◆ Tarefa solicitada A ◆
Reescale as coordenadas nos registros, entre a linha que contém "Each instance of the grassy" e o fim dos registros, inclusive. Reproduza todas essas linhas, com os pedidos, multiplicando por 1,95 cada coordenada das respostas, arredondando para inteiros (meios para cima) e deixando as imagens de fora.

◆ Trecho do documento ◆
_ _ _ _
Agronomia como ciência e o método

A ciência agronómica, como outras ciências, gera um conhecimento distinto do conhecimento mítico, teológico e filosófico. Alcançou sua maturidade e desenvolvimento no pós-renascença, em especial no século 17, em que ocorreu uma mudança extremada dos objetos, métodos e funções do conhecimento da natureza, em que se destacam pensadores como o inglês Francis Bacon (1561-1626), o francês René Descartes (1596-1650) e o italiano Galileu Galilei (1564-1642), que se somaram a Revolução Copernicana da ciência (Kuhn, 1990). Nesse abarcar da ciência, é imprescindível entender a relação entre ciência e filosofia, no qual Silva (2005a, p. 8) contrasta o método científico com outros conhecimentos, do qual surge a

[...] questão natural da credibilidade do conhecimento científico, em contraste com conhecimento de outras origens. [...] a ação do cientista revela certas preferências mentais ou consistências de seu método que são algumas vezes relacionadas com pontos de vistas ou escolas filosóficas, [...].
_ _ _ _
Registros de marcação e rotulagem
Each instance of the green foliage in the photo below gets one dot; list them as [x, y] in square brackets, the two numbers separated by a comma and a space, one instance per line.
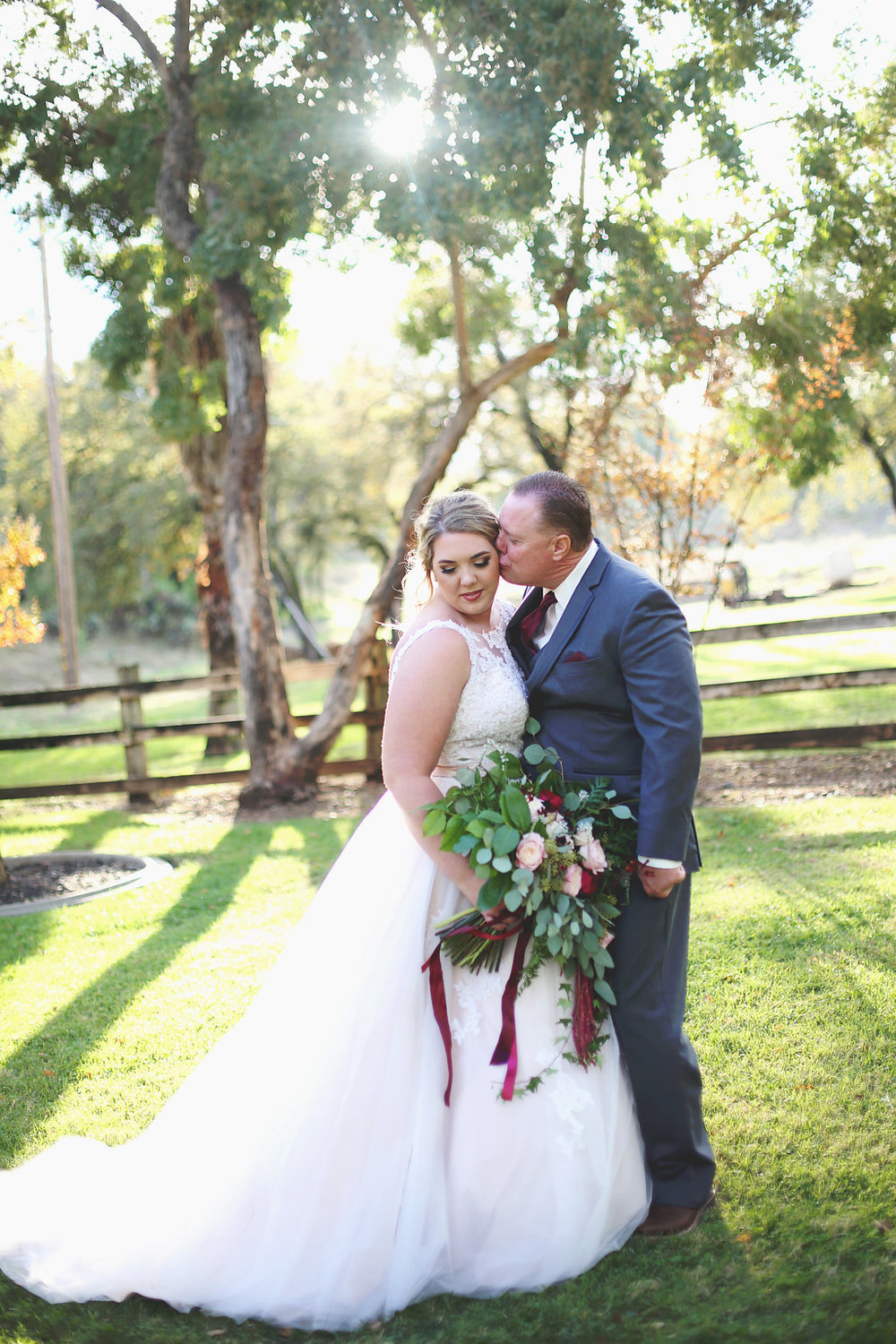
[825, 339]
[522, 838]
[108, 1005]
[134, 523]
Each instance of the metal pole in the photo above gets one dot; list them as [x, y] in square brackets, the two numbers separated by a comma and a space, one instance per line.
[59, 495]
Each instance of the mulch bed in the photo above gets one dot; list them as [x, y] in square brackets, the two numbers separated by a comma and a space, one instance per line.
[724, 781]
[62, 878]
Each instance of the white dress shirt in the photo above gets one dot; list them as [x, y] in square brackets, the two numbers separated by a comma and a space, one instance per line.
[563, 593]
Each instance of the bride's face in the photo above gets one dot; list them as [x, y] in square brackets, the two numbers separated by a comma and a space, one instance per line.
[465, 570]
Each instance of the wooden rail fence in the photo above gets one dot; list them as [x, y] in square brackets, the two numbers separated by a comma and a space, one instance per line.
[134, 733]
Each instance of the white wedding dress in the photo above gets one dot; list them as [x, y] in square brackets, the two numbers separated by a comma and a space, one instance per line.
[308, 1172]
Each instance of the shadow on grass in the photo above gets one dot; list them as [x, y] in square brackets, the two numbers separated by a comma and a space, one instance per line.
[50, 1058]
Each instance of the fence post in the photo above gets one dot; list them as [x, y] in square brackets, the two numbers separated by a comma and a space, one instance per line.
[132, 718]
[375, 693]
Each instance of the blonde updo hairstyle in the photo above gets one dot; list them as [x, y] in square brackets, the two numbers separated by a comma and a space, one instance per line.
[462, 511]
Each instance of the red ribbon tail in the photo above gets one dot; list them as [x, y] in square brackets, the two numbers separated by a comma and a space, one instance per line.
[440, 1011]
[583, 1023]
[505, 1051]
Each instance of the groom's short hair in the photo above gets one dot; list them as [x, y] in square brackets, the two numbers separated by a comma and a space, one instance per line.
[563, 503]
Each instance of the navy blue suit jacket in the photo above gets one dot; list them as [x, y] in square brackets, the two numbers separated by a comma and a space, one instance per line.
[616, 694]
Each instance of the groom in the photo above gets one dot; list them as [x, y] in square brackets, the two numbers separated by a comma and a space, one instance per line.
[610, 676]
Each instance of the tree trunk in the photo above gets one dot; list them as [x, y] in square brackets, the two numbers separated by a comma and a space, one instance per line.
[218, 632]
[276, 768]
[327, 726]
[203, 461]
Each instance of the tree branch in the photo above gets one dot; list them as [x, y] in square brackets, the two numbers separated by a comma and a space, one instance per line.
[140, 35]
[461, 333]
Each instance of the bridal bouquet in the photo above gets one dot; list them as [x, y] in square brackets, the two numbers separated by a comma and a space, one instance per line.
[556, 855]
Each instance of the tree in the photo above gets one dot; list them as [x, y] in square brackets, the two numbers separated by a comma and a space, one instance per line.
[254, 125]
[134, 521]
[825, 336]
[19, 551]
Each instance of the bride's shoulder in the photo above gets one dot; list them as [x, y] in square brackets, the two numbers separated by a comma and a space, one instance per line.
[435, 636]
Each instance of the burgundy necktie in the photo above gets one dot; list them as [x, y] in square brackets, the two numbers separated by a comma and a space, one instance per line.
[530, 624]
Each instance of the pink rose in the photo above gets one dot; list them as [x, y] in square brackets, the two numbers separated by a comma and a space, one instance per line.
[530, 852]
[592, 857]
[573, 881]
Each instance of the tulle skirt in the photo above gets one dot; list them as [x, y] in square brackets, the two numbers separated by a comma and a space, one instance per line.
[308, 1171]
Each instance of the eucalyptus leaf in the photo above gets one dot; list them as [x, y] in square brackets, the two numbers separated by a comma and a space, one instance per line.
[514, 808]
[505, 839]
[490, 892]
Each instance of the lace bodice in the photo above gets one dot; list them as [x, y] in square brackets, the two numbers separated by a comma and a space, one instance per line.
[492, 710]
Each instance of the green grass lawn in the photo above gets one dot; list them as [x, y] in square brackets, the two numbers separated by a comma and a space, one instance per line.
[750, 660]
[105, 1007]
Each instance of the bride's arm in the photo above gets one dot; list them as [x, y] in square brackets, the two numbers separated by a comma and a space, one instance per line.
[419, 712]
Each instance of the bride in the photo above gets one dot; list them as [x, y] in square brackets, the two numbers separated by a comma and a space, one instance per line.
[308, 1172]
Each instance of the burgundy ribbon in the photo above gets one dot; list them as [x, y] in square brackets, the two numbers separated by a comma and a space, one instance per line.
[440, 1011]
[505, 1050]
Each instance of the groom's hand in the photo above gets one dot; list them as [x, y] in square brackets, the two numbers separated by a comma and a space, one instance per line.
[659, 882]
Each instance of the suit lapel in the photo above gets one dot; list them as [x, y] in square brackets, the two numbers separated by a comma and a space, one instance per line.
[513, 634]
[570, 621]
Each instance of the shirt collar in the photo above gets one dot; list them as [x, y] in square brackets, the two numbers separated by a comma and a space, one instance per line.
[564, 590]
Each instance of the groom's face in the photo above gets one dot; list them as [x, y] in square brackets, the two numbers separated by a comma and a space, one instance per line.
[524, 545]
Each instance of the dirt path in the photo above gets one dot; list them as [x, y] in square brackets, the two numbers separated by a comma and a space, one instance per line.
[724, 780]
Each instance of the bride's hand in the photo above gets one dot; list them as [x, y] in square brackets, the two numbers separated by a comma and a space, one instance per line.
[501, 919]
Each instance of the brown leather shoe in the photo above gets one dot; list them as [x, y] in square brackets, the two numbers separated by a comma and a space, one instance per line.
[672, 1219]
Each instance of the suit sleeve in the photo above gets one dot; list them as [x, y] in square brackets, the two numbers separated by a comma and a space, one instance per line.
[657, 664]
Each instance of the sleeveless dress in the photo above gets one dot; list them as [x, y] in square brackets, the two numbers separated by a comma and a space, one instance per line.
[308, 1171]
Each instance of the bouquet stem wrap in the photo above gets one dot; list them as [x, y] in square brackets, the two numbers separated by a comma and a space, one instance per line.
[555, 855]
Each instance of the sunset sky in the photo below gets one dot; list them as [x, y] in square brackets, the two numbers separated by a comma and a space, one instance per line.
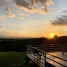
[32, 18]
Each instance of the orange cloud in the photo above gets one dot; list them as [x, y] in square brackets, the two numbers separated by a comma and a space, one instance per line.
[2, 17]
[23, 4]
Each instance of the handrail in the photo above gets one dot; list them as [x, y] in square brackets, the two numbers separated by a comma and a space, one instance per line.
[56, 62]
[30, 51]
[57, 57]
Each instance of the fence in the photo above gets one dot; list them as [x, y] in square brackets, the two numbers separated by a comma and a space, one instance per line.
[42, 58]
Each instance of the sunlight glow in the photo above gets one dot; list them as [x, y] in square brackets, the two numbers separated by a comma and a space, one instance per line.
[52, 35]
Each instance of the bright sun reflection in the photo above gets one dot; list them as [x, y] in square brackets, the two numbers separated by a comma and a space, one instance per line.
[51, 35]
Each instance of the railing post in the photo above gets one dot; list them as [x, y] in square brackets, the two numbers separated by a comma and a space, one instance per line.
[45, 58]
[27, 60]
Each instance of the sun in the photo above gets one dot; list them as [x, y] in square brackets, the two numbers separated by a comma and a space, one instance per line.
[52, 35]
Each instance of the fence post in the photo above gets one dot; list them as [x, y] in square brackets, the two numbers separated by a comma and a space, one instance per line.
[45, 59]
[27, 60]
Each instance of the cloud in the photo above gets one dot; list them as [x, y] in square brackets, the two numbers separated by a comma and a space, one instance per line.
[2, 17]
[10, 14]
[32, 6]
[4, 5]
[61, 21]
[22, 16]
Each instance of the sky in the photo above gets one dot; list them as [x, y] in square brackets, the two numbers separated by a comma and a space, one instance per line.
[33, 18]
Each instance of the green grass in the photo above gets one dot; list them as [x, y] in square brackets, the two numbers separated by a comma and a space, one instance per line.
[12, 59]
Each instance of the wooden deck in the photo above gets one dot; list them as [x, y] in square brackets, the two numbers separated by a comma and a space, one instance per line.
[42, 59]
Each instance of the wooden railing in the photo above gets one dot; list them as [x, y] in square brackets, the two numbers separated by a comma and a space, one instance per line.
[42, 58]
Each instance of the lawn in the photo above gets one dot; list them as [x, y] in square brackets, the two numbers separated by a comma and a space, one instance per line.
[12, 59]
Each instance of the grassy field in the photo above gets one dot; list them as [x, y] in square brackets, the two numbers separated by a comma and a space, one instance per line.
[12, 59]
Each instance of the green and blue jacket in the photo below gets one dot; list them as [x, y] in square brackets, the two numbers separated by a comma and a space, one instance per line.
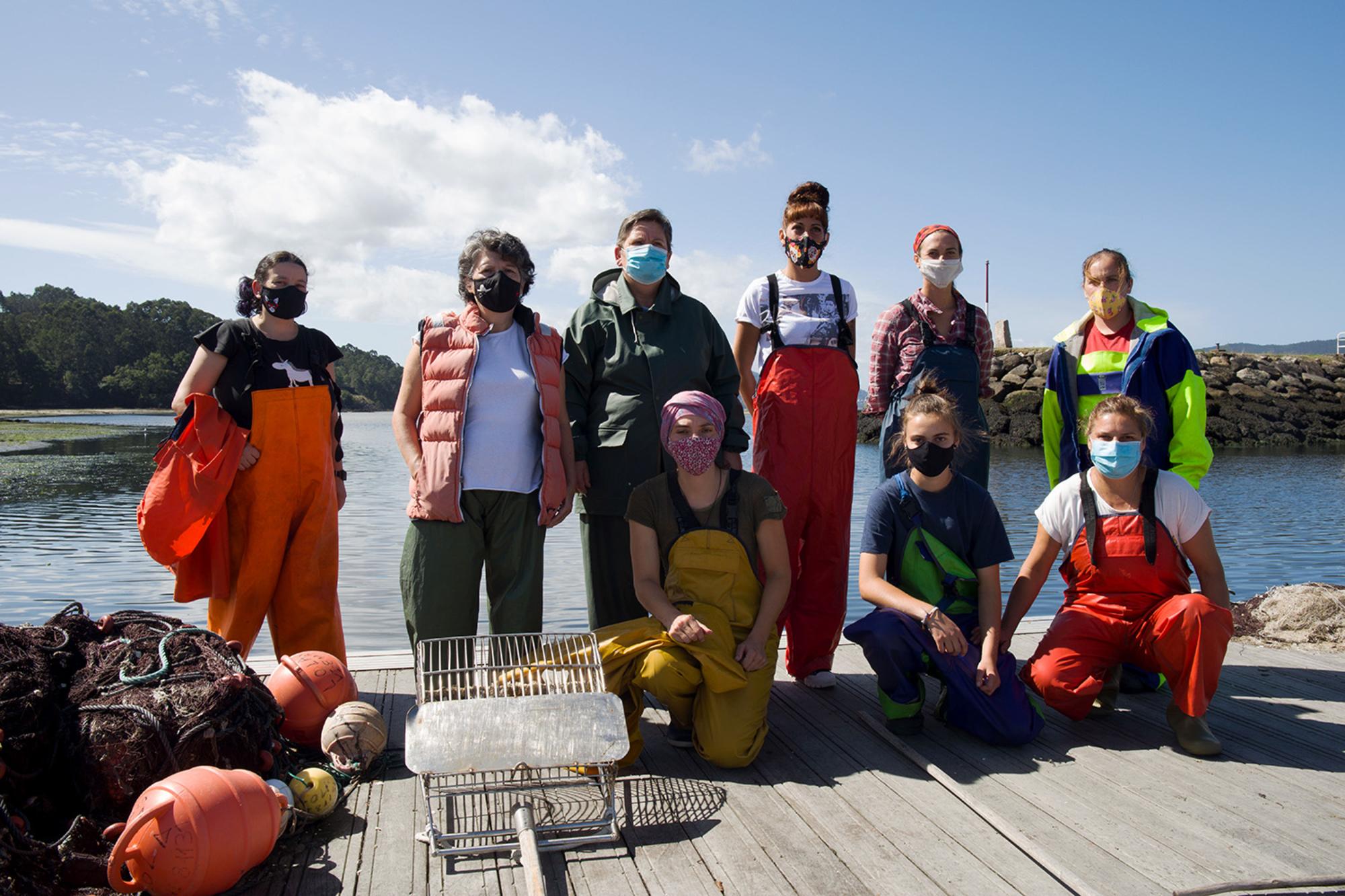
[1160, 370]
_ _ _ _
◆ Tarefa solicitada B ◆
Segundo o trecho sobre agronomia como ciência, em que século a ciência agronômica alcançou sua maturidade e desenvolvimento?

◆ Resposta A ◆
Each instance of the grassy field in the photo above gets one dot; list them as [x, y] in square brackets, the two numbers separated by a comma and a space, one instance per line.
[23, 115]
Each instance of the green and blue jacket in the photo below gets one dot; list them as [x, y] in square brackets, the two numbers separated by a comma and a space, one instance per line.
[2262, 722]

◆ Resposta B ◆
No século 17, no pós-renascença.